> [Source passage]:
== Segment start ==

DataLab Projects

Our research projects typically involve a balance of both theory and application. Theoretical models provide a framework for principled and sound analysis of techniques and algorithms for inferring patterns from data. But data analysis is fundamentally a practical problem: the investigation of ideas and application of algorithms to real-world data sets is a very important component of our work. The following are a few of the application areas for our work, and some specific projects in each.

Computational Methods for Biological Phenomena

2005 - present
FMRI Activation Maps
Heirarchical Bayesian models are used to learn the number, locations, and shapes of "active" regions in the brain during functional magnetic resonance imaging (FMRI), and how these quantities vary from subject to subject and with the presence of conditions such as schizophrenia. In association with the National Alliance for Medical Imaging Computing.
2004 - present
Identifying Hair-Cycle Genes
New experimental devices such as gene chip arrays enable researchers to measure the time-varying expression profiles of very large numbers of genes. Using a probabilistic model, we can infer which of these genes are involved in cyclic phenomena such as hair growth, and identify groups of genes which share similar expression patterns. Joint work with Kevin Lin and Bogi Andersen.

Estimation and Simulation in Atmospheric Systems

2003 - present
Probabilistic models, such as input-driven hidden Markov models, are fit to historical records of precipitation at rain stations in different geographical regions (Western US, Brazil, Kenya, Western Australia). The models can be used for seasonal forecasting and simulation of rainfall. Joint work with the International Research Institute for Climate Prediction, Columbia University.
2004 - present
Tracking the ITCZ
The Intertropical Convergence Zone (ITCZ) is an important atmospheric feature located over the tropical ocean basins. The ITCZ is dynamic, following a general process of formation, undulation, and breakdown over periods on the order of 10 days. Using satellite imagery, we investigate how probabilistic algorithms can be used to automatically track and characterize the ITCZ and related atmospheric activity.

== Segment end ==

> [Provided records]:
== Segment start ==

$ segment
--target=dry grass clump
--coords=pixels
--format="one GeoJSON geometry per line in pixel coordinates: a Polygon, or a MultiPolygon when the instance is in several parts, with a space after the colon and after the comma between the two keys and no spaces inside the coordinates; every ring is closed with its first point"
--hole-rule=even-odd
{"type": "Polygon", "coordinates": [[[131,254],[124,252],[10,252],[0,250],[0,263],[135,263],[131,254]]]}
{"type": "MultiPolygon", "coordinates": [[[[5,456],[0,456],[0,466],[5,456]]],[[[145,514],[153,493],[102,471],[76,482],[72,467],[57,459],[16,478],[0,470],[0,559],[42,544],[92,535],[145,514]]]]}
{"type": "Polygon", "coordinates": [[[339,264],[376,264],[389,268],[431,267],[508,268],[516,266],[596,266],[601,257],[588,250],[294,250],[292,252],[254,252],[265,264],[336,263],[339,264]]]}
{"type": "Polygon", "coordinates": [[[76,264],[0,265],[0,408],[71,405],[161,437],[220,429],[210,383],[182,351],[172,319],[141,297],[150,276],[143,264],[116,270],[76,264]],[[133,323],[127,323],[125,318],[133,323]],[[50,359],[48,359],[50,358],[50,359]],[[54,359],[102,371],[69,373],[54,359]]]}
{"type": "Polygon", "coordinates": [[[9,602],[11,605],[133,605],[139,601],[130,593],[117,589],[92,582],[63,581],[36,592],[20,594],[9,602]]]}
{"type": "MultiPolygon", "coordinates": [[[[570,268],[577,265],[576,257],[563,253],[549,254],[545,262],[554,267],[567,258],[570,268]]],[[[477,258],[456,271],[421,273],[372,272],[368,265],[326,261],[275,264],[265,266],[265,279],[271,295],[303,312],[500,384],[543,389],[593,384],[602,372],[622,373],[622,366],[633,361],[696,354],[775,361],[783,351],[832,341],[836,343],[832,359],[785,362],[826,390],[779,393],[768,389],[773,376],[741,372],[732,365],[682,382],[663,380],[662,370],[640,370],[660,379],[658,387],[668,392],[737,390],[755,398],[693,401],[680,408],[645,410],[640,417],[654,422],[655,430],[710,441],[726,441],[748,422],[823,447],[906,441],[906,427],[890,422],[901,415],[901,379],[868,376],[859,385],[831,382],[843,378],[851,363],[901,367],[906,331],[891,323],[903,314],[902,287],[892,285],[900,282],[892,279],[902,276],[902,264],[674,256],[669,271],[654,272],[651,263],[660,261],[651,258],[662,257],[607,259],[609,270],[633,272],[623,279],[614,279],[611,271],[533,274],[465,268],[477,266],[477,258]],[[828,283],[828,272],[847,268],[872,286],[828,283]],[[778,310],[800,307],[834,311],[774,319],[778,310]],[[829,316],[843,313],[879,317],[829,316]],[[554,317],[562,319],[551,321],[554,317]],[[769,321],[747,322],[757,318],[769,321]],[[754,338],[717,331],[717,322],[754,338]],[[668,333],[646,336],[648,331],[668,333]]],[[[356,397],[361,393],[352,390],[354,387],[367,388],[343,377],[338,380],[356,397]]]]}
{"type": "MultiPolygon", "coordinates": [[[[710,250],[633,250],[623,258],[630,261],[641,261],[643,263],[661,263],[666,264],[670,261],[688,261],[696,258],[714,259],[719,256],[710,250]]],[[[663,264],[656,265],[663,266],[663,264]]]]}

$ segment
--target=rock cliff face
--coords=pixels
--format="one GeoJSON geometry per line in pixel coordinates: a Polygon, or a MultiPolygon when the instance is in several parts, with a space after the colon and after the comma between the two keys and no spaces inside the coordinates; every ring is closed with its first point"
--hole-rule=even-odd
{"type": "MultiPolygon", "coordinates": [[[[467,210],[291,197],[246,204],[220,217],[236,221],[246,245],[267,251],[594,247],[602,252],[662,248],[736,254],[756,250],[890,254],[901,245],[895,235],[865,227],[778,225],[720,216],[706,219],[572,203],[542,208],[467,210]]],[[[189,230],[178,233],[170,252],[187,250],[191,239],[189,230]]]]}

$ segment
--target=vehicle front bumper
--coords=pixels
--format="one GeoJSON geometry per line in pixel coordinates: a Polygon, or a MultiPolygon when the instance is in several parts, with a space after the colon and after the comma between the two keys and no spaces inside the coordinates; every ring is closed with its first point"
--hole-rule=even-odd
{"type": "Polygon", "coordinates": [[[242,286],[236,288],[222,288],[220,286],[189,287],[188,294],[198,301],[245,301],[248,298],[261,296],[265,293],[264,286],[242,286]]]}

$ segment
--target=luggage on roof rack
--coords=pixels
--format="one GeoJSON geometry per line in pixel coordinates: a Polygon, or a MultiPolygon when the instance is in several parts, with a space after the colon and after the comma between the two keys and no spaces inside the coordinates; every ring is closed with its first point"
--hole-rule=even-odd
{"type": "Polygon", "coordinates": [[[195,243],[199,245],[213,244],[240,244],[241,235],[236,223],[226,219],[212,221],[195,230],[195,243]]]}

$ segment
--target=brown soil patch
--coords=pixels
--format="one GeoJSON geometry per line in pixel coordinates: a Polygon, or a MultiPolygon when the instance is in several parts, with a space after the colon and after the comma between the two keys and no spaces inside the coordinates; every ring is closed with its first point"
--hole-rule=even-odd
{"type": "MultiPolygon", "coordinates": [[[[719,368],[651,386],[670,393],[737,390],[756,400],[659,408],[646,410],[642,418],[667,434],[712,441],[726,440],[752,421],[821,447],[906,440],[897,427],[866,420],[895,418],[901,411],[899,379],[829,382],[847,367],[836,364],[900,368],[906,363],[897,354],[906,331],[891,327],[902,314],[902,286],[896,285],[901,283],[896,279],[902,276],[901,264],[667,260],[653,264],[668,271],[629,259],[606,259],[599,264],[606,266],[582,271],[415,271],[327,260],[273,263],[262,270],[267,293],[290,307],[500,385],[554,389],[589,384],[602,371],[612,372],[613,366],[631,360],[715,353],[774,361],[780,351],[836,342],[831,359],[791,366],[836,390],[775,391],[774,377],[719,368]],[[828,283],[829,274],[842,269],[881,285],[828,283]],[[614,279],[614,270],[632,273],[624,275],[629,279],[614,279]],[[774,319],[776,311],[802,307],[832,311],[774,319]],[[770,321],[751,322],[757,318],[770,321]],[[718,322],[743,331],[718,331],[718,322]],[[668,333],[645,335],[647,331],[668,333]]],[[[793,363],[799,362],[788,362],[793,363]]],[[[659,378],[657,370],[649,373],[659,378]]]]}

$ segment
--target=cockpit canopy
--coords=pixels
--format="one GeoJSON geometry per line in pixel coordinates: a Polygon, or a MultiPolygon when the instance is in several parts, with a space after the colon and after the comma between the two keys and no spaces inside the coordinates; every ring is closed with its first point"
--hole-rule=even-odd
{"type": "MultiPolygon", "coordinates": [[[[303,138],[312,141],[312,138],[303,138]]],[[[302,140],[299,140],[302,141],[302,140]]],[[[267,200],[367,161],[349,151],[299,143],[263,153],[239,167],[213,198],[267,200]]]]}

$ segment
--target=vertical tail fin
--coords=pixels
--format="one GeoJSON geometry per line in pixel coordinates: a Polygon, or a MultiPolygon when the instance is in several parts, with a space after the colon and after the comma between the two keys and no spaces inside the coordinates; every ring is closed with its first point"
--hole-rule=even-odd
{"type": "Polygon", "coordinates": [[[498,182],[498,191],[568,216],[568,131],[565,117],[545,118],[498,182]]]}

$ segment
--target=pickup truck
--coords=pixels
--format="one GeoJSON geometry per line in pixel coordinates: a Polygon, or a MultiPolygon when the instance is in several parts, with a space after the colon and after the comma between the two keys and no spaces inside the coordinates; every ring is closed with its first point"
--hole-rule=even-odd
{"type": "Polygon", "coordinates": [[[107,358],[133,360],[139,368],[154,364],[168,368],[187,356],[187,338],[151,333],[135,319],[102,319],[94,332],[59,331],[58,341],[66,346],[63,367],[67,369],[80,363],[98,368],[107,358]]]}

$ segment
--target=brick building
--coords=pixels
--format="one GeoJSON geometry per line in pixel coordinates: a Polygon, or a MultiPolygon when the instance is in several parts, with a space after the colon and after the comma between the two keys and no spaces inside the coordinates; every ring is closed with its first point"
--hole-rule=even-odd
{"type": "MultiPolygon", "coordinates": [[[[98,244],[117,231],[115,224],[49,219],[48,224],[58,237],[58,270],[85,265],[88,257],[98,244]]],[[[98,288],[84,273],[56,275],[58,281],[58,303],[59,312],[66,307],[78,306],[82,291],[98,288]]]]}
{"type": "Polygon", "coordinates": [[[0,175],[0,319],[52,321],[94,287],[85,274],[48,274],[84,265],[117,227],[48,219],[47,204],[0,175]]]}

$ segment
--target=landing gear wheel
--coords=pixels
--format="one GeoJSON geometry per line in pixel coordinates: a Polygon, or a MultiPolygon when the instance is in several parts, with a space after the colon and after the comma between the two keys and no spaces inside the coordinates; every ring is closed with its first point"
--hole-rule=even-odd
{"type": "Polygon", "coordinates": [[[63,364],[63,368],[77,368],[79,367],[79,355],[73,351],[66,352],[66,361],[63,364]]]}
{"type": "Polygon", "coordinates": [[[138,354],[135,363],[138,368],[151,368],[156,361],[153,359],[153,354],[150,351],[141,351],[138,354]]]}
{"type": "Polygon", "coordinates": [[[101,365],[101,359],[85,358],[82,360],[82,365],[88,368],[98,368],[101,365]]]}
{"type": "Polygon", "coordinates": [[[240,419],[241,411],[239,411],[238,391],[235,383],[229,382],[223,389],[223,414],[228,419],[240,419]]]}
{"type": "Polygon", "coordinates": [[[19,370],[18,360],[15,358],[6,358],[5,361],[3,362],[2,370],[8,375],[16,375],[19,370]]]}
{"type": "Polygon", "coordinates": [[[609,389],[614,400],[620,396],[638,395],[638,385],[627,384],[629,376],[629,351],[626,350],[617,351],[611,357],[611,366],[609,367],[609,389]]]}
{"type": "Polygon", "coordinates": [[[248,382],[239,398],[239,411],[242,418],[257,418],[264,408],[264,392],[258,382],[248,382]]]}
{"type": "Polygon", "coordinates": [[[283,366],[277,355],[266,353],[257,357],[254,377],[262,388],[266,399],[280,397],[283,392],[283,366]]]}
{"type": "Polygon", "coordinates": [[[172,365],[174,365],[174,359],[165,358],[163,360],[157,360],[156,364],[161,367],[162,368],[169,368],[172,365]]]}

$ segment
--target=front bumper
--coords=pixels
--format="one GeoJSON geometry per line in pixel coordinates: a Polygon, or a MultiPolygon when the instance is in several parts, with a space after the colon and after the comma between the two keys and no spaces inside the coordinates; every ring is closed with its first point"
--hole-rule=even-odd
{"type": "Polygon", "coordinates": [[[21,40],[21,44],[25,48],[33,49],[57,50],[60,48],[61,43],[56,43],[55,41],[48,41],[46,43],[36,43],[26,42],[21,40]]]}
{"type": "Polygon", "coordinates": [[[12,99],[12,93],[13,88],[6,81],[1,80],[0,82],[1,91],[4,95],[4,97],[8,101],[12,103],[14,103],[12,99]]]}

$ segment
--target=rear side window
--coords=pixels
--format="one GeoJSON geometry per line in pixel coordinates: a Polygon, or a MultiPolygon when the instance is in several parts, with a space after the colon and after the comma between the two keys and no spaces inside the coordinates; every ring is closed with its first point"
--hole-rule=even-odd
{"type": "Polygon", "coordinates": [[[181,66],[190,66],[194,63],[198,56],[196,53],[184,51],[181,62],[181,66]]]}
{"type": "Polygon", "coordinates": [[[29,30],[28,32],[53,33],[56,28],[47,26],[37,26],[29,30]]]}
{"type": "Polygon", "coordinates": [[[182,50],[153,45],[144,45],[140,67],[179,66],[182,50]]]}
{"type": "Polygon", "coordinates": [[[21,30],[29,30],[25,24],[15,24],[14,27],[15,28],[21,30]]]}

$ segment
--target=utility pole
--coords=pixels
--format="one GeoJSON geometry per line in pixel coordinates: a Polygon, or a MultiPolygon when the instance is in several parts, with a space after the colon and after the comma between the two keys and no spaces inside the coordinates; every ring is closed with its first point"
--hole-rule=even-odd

== Segment end ==

> [Work instructions]: Write the next part of the DataLab projects page, picking up right after its last sentence. Nothing in the records is used here.

> [Result for this task]:
Learning and Data Mining in Text

2002 - present
Topic Modeling
Probabilistic models can be used to sort through large collections of text data, automatically learning what topics are represented, along with other quantities such as author interests. A nice example of the results can be seen here.

Building Models of Human Behavior

2005 - present
Monitoring Building Access
Improvements in technology have made it feasible to closely monitor an environment using wireless networks of sensors. However, to be useful this information must be processed in order to determine, for example, the typical patterns of behavior present in the data and detect anomalies or deviations from those patterns. We explore new ways of modeling behavior observed via sensors within the CalIT2 building, and automatically inferring useful information about the building and its usage.
2004 - present
Relational Network Analysis
Often, we wish to understand or predict the relationships and interactions between a large number of "entities". Examples include social networks of people, connected by interactions such as email exchanges; the internet, characterized by links between web pages; even biological networks of biochemical interactions. In these problems, we may wish to visualize the structure of the network, understand which entities are most important (perhaps relative to another entity), or predict new connections. See also the UCI KDD page.